→ **ARTICLE**:
START

Overwintering Garlic: A New Growers Guide

Graphic illustrating the process of growing garlic, with animated garlic characters, a text 'From clove to Harvest', and images of garlic plants and bulbs.

A Guide for new growers

Garlic is a staple in many kitchens around the world and one of the most rewarding crops to grow at home. Overwintering garlic—planting the cloves in autumn (fall) so they establish roots before winter—ensures a strong, healthy harvest the following summer. Unlike spring planting, autumn sowing allows garlic to benefit from the natural cold period, generally producing larger, more flavoursome bulbs. For gardeners in many areas (particularly in the UK), this is the tried-and-trusted method of getting reliable results from your plot or raised bed or container.

When you purchase garlic for planting it will generally come as a whole bulb. To plant you will need to separate out the individual cloves. Plant each clove about 2 inches (5cm) deep with the pointed end facing up. They should be about 4 to 6 inches (10-15cm) apart. More on this later.

END

→ **DATASET CONTENT**:
START

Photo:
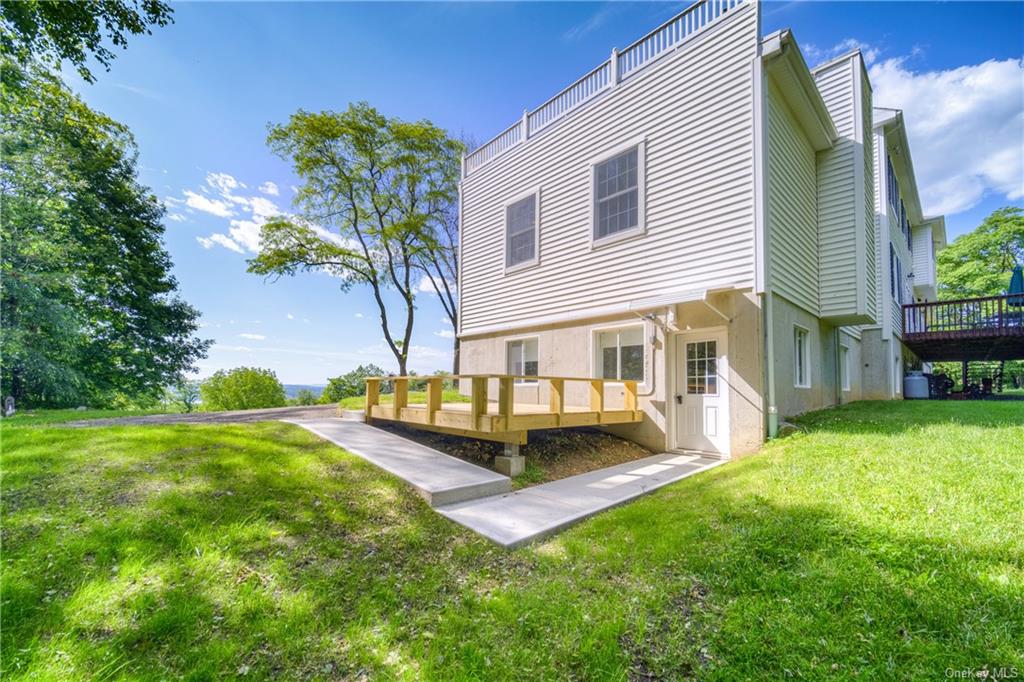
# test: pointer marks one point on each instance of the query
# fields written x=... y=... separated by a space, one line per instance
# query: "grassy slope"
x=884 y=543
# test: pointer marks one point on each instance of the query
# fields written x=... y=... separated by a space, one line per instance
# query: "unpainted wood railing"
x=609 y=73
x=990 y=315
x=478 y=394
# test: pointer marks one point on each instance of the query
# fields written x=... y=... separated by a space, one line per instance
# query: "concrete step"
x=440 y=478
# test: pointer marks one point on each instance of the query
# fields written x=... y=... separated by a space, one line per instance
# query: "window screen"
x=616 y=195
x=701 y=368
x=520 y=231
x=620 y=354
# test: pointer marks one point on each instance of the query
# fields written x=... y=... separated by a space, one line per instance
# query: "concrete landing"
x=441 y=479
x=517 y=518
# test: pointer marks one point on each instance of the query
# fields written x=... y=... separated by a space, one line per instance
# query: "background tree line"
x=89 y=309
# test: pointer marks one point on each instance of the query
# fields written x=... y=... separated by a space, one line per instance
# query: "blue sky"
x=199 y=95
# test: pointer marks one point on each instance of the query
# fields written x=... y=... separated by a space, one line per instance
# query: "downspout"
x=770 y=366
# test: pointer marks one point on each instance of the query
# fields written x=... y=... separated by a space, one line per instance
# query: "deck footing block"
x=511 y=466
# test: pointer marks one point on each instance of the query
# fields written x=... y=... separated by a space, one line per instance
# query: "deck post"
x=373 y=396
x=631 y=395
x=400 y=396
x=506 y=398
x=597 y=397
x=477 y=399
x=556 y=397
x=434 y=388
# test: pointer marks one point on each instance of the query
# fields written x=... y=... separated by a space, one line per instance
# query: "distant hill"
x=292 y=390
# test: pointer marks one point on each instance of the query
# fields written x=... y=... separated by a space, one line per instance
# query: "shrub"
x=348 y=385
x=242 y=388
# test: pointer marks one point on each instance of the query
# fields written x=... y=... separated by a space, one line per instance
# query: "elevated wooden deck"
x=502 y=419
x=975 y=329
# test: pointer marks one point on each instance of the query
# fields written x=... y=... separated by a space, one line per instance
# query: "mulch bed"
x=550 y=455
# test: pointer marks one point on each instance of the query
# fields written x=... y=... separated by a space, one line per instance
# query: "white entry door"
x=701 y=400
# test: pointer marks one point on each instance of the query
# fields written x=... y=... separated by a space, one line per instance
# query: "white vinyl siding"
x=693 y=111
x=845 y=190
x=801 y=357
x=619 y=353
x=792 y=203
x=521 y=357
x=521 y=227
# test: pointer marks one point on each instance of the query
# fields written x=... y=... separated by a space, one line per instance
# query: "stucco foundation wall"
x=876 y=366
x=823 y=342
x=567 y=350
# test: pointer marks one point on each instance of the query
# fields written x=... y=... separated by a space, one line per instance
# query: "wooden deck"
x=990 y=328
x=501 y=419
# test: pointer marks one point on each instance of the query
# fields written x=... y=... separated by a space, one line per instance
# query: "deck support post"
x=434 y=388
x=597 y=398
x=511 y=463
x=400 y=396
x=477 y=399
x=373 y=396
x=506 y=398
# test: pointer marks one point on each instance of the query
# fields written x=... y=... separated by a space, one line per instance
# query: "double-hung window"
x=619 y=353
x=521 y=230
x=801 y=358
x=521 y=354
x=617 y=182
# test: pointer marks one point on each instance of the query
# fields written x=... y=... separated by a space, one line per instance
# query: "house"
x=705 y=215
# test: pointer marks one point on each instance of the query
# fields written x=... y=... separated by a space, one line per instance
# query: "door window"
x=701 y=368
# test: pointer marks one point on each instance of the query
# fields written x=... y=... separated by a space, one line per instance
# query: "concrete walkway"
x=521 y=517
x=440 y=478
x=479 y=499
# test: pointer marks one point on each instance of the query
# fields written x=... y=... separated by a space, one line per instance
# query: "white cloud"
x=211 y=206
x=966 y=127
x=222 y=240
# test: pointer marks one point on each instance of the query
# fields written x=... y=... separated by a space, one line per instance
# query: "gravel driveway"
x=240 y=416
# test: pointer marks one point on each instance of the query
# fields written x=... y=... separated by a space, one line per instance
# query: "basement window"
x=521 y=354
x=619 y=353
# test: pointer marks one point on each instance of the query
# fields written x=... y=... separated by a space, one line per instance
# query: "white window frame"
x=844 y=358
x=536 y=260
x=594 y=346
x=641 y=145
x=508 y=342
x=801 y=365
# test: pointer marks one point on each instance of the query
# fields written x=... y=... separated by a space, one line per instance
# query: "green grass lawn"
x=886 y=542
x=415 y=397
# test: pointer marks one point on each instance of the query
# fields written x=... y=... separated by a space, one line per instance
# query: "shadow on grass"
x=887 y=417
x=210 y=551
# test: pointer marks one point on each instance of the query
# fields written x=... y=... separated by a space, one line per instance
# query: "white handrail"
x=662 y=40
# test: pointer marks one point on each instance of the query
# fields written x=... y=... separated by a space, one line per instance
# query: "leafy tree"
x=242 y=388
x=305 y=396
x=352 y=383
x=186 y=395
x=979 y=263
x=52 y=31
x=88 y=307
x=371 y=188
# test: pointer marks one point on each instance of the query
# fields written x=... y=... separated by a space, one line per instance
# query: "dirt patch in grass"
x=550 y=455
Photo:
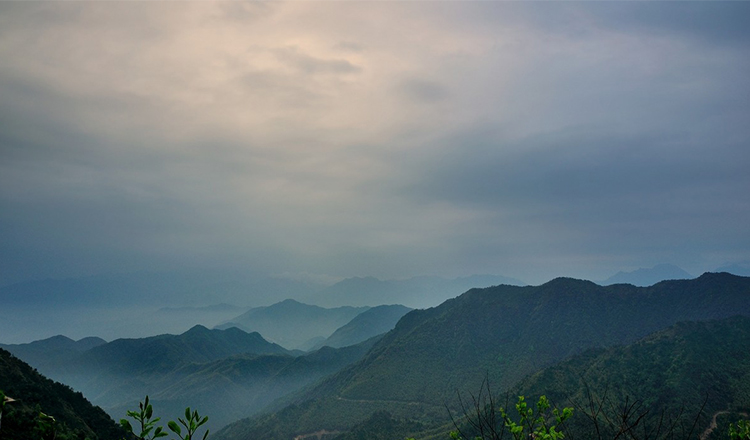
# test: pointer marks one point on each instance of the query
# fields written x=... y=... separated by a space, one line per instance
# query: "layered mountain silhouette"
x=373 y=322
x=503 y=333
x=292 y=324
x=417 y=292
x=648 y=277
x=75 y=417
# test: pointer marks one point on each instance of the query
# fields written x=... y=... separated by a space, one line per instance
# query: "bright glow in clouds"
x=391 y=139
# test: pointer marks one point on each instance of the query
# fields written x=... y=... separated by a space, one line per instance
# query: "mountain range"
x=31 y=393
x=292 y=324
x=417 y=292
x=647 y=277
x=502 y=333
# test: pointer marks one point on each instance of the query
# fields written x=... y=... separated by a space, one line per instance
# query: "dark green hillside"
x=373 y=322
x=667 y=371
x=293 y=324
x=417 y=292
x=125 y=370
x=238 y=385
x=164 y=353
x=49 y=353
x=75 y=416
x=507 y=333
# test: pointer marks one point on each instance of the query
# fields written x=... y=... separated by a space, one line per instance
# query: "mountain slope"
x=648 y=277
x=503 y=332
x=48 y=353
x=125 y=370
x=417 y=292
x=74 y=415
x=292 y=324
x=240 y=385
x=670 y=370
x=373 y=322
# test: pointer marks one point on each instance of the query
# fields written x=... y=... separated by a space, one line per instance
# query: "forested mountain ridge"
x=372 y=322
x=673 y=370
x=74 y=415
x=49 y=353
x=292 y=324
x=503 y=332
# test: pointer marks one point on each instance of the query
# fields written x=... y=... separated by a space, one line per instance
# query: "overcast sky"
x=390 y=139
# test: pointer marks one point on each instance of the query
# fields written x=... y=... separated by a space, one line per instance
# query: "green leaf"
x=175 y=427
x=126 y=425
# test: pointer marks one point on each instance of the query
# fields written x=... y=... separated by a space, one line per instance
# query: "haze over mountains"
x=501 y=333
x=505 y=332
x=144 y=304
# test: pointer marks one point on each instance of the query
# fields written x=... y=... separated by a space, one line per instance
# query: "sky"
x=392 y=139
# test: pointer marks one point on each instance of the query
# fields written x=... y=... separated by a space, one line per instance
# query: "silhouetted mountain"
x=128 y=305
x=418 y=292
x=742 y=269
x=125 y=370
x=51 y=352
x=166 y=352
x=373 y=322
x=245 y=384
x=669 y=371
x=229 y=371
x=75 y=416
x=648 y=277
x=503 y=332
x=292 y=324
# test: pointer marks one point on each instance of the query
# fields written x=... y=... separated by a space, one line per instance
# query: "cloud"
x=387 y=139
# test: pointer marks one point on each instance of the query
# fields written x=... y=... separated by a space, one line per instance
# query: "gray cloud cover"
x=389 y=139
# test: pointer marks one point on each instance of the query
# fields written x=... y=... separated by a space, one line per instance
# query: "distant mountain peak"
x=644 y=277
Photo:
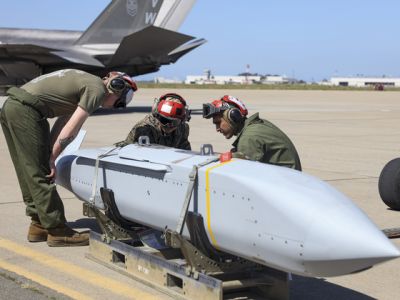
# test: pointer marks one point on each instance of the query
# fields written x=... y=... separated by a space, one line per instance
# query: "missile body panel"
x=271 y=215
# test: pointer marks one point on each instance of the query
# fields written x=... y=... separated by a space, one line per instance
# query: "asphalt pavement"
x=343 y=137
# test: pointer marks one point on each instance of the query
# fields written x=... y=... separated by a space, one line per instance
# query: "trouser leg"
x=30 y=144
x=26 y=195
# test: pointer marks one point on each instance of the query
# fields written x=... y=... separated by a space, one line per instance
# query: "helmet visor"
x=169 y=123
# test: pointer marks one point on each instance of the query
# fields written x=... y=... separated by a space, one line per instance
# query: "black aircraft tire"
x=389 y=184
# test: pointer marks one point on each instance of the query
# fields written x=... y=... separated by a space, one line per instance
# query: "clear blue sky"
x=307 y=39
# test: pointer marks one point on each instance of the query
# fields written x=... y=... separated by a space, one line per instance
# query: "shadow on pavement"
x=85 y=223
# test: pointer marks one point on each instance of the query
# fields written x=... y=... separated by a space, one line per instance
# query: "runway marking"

END

→ **PROBLEMS TO WORK ON**:
- a) In the garlic guide, how far apart should the cloves be planted?
- b) Extend the garlic guide beyond its last paragraph with two more paragraphs in the same style.
The rows are separate from the garlic guide and unrelated to it.

→ **TASK-BY-TASK OUTPUTS**:
- a) About 4 to 6 inches (10-15cm) apart.

- b)
Two main types of garlic

There are two main types of garlic: hardneck and softneck. Hardneck garlic produces a firm central stalk known as a scape, with larger cloves arranged in a single ring around the stem. It has a strong, complex flavour but a shorter storage life. I grow both types and try to use my hardneck garlic first. This, as ever, is where it’s important to label your crops Labelling: simple but vital

Softneck garlic, in contrast, has no central scape and produces more numerous but smaller cloves in multiple layers. While often milder in flavour, softneck garlic stores for much longer. I have been using stored softneck garlic for well over a year. This makes softneck ideal for long term use and there is nothing more lovely than seeing a hanging braid of garlic in the pantry. Your choice of garlic will depend on your local climate and how long you’d like your garlic to keep.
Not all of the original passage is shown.